## Task to complete
Send back all the data below, exactly as given.

## Stored records

%%

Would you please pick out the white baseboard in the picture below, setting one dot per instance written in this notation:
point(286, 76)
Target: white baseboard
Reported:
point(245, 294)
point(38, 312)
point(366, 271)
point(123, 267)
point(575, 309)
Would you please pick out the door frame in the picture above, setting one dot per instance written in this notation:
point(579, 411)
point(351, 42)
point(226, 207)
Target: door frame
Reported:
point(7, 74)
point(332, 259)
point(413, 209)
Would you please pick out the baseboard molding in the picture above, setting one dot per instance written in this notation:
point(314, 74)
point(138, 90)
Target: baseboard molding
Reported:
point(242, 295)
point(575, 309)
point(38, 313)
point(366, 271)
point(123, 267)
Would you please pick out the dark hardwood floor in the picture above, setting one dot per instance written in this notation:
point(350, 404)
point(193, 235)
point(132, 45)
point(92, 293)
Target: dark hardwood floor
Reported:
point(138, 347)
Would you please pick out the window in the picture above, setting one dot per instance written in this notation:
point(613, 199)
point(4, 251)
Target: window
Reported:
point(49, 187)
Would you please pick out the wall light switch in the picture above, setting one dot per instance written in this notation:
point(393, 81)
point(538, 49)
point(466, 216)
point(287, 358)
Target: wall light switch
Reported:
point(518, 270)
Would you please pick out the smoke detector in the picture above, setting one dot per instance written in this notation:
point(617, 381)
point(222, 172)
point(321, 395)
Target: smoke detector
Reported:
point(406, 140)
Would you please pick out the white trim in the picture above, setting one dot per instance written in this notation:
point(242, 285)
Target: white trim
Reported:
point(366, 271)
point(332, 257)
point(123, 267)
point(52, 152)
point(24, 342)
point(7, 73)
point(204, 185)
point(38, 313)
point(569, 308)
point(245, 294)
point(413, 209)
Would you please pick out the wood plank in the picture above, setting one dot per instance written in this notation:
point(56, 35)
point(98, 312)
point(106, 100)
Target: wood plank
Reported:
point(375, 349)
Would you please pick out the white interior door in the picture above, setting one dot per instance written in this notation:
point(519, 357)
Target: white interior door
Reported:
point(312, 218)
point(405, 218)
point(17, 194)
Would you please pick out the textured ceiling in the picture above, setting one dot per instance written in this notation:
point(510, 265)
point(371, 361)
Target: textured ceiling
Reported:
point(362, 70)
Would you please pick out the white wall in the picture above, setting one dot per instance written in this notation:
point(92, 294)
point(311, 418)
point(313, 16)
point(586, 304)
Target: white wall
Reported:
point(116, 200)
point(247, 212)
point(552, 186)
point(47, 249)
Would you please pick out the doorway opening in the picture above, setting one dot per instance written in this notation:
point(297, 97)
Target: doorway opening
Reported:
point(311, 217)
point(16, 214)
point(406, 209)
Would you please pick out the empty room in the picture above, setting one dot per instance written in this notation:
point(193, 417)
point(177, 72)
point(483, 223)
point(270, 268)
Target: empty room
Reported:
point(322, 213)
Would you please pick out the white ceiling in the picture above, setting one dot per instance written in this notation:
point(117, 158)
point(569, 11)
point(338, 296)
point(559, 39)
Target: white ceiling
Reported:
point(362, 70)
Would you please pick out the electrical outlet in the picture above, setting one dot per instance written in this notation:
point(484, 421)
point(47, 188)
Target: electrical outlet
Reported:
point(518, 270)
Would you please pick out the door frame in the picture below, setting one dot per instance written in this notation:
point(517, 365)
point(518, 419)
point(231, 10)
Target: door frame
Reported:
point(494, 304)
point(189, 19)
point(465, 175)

%%

## Solution to this problem
Would you please pick out the white baseboard in the picture below, setting one dot per instance written in this notation:
point(286, 76)
Target: white baseboard
Reported:
point(245, 294)
point(38, 312)
point(366, 271)
point(123, 267)
point(575, 309)
Would you please pick out the door frame in the picture above, setting one dot per instance written in this notation:
point(579, 411)
point(351, 42)
point(226, 207)
Target: door frame
Reported:
point(7, 74)
point(332, 259)
point(413, 209)
Would you please pick out the baseboard molding in the picture above, setting one dot per instance written in this notation:
point(314, 74)
point(138, 90)
Target: baseboard molding
Reported:
point(242, 295)
point(575, 309)
point(38, 313)
point(366, 271)
point(123, 267)
Would you please pick out the dark hardwood floor in the picture above, setting one dot per instance written in this notation:
point(350, 404)
point(193, 235)
point(132, 45)
point(92, 293)
Target: dark hardwood floor
Reported:
point(138, 347)
Would you please pick out the window in the picture above, setting one dot per instance written in this notation:
point(613, 199)
point(4, 251)
Target: window
Reported:
point(49, 187)
Would you please pick out the wall light switch in the picture above, setting one dot per instance written in this notation:
point(393, 81)
point(538, 49)
point(466, 216)
point(287, 358)
Target: wall light switch
Reported:
point(518, 270)
Would you please pick out the smoke detector in the picture above, setting one dot per instance written in this notation:
point(617, 381)
point(222, 172)
point(321, 395)
Target: smoke detector
Reported:
point(406, 140)
Would you please pick out the white trim in the picture above, setting one dot per instance written in this notation:
point(242, 285)
Target: white trim
Reported:
point(366, 271)
point(332, 257)
point(123, 267)
point(52, 152)
point(24, 342)
point(7, 73)
point(204, 185)
point(38, 313)
point(569, 308)
point(245, 294)
point(413, 209)
Would you please pick out the wood plank in the picture above, setting one dot per instance written in this notation:
point(56, 35)
point(98, 312)
point(106, 100)
Target: wood plank
Reported:
point(375, 349)
Would you please pick out the white interior door in the picture above, setting one dot per instance written in this notation:
point(519, 357)
Target: white interior door
Reported:
point(312, 218)
point(405, 218)
point(17, 194)
Would you please pick out the textured ceiling in the picture above, setting one dot per instance written in this notation:
point(510, 265)
point(371, 361)
Target: textured ceiling
Reported:
point(362, 70)
Would you please pick out the white wall in the picture above, setting one dot per instance written in this notation:
point(92, 294)
point(311, 418)
point(313, 16)
point(586, 304)
Target: white wall
Reported:
point(116, 200)
point(247, 212)
point(552, 186)
point(47, 249)
Would you please pick out the doorway opening in the picture above, setting one dot per instance written in this notation:
point(297, 97)
Target: doorway opening
Reported:
point(311, 217)
point(16, 214)
point(406, 209)
Would you please pick out the empty room in the picture above, setting one dot per instance written in this notation:
point(193, 417)
point(177, 72)
point(483, 223)
point(270, 268)
Target: empty room
Reported:
point(322, 213)
Would you please pick out the white ceiling in the picture above, setting one dot per instance written in this notation:
point(117, 158)
point(569, 11)
point(338, 296)
point(559, 39)
Target: white ceiling
Reported:
point(362, 70)
Would you please pick out the electrical outlet in the picture above, setting one dot per instance written in this notation:
point(484, 421)
point(47, 188)
Target: electrical outlet
Reported:
point(518, 270)
Would you please pick out the door frame in the picture below, setting one dot per instance written in this notation:
point(517, 365)
point(518, 419)
point(231, 10)
Target: door frame
Reported:
point(494, 304)
point(189, 19)
point(465, 175)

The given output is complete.